What you need to do: Each entry shown below is to be reproduced exactly.

Extracted data:
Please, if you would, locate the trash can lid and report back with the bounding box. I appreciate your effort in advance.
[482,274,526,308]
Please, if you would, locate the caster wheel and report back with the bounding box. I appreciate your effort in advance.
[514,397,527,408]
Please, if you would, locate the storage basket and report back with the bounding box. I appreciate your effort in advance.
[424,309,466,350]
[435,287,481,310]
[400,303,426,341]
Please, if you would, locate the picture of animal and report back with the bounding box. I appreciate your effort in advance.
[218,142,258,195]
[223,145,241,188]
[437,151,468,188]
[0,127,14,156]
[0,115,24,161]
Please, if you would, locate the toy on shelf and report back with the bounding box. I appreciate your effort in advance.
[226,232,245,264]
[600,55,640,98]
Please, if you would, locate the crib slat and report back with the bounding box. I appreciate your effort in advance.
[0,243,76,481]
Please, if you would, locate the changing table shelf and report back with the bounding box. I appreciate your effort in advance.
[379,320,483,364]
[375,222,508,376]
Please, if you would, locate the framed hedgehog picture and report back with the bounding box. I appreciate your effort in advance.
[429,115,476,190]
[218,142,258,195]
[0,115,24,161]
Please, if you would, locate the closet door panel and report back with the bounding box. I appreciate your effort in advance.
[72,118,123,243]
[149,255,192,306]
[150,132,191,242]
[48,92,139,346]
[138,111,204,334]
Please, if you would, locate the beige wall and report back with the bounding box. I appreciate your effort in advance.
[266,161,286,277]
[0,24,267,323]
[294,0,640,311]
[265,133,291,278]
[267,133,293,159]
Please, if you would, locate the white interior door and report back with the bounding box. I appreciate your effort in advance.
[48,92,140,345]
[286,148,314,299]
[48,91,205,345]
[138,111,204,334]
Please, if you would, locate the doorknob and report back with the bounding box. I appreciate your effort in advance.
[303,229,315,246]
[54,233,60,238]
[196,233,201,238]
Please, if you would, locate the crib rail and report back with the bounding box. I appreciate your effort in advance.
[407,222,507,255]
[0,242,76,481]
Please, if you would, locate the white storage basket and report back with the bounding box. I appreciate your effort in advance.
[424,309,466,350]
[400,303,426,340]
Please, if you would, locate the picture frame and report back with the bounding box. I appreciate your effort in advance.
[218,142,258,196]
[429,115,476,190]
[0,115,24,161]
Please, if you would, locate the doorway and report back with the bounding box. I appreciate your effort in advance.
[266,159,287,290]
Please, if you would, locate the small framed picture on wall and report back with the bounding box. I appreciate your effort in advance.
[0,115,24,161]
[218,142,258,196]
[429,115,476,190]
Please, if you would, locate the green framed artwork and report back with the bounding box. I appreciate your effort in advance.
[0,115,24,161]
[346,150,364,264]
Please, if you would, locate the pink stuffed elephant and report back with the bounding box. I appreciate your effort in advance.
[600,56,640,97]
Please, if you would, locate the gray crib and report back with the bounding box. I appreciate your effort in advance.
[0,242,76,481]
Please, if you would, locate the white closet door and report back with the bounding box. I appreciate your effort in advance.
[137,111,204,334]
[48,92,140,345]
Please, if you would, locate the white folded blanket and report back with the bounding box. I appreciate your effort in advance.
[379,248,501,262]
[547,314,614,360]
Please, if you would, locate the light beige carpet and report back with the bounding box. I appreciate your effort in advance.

Answer to this problem:
Please, if you would, locate the trash can lid and report back with the bounding box. I appreciate your effort in advance.
[482,274,526,308]
Please, if you would, locate the caster wheel and report back with the bounding box. I appreciate your effort in advance.
[514,397,527,408]
Please, if you would, locate the storage basket and report back with the bounding box. I appreciate your effort in advance.
[424,309,466,350]
[435,287,481,310]
[400,303,426,341]
Please, if you would, locate the picture of animal and report back with the bounding box. I appreciate your effort in advance.
[218,142,258,195]
[223,145,241,188]
[437,151,468,188]
[0,127,14,156]
[0,115,24,161]
Please, if you would, locate the toy on shelf and report back with the bounding box. I appreciate your effort in advance.
[226,232,245,264]
[600,55,640,98]
Please, if you would, locate the crib slat and report back with the bounding box. I appreciate your effort in advance.
[0,243,76,481]
Please, if you would, locate the changing table shelf and report back with the bounding box. I appreciate your effort in advance.
[379,320,483,364]
[375,222,508,376]
Please, if you would, locate the framed hedgehog picture and report back with the bounding box. I appreciate your effort in advance.
[429,115,476,190]
[218,142,258,195]
[0,115,24,161]
Please, if you would, locate the closet door panel and report back with the bounding box. I appreciate your effort in advance.
[72,118,123,243]
[149,255,192,306]
[150,132,191,242]
[48,92,139,346]
[138,111,204,334]
Please, if you would, locate the beige wall and report back with the bounding box. I appreciate your effort in advance.
[266,161,286,277]
[0,24,267,323]
[294,0,640,311]
[265,133,291,278]
[267,133,293,159]
Please, if you would, locate the white interior door and report back with the bounding box. I appreciate your effort in advance.
[48,92,140,345]
[286,148,314,299]
[48,91,205,345]
[138,111,204,334]
Please, if you would, locate the doorknob and report back with the bounding box. I appreciate your effort in advance.
[303,229,315,246]
[54,233,60,238]
[196,233,201,238]
Please, if you would, locate the crib rail and report back with the bounding box. I appreciate your effort in advance.
[407,222,507,255]
[0,242,76,481]
Please, if you would, locate the white storage basket and report back with the bounding box. I appreciate your effort in advance.
[424,309,466,350]
[400,303,426,340]
Please, if you would, locate the picture frame and report back with the bounding box. I appreciate your effort in advance.
[218,142,258,196]
[429,115,476,190]
[0,115,24,161]
Please, if you would, locate the doorway and report back with the bounding box. I appreciate your effort in advance.
[266,159,287,290]
Please, if you would, locate the small framed picture on wall and report back with the bounding box. I appreciate your effort in advance.
[0,115,24,161]
[218,142,258,196]
[429,115,476,190]
Please, if you would, locate the green framed artwork and report back with the bounding box. I appreciate your effort in advance.
[0,115,24,161]
[346,150,364,264]
Please, if you would, locate the pink stuffed elephant and report back with the bounding box. I appreciate your effort in advance.
[600,56,640,97]
Please, if you would, locate the gray crib and report back with the bounding box. I appreciate your effort in advance.
[0,242,76,481]
Please, if you would, locate the white closet door and report back with the bounding box. I appreciate your effort in advance.
[137,111,204,334]
[48,92,140,345]
Please, if you would, locate the white folded blanket and report back with the bounding box. I appreciate your effort in advance.
[379,248,501,262]
[547,314,614,360]
Please, if you would, locate the light beige carpet and report back with the bounding box. I appreciate your effort in advance.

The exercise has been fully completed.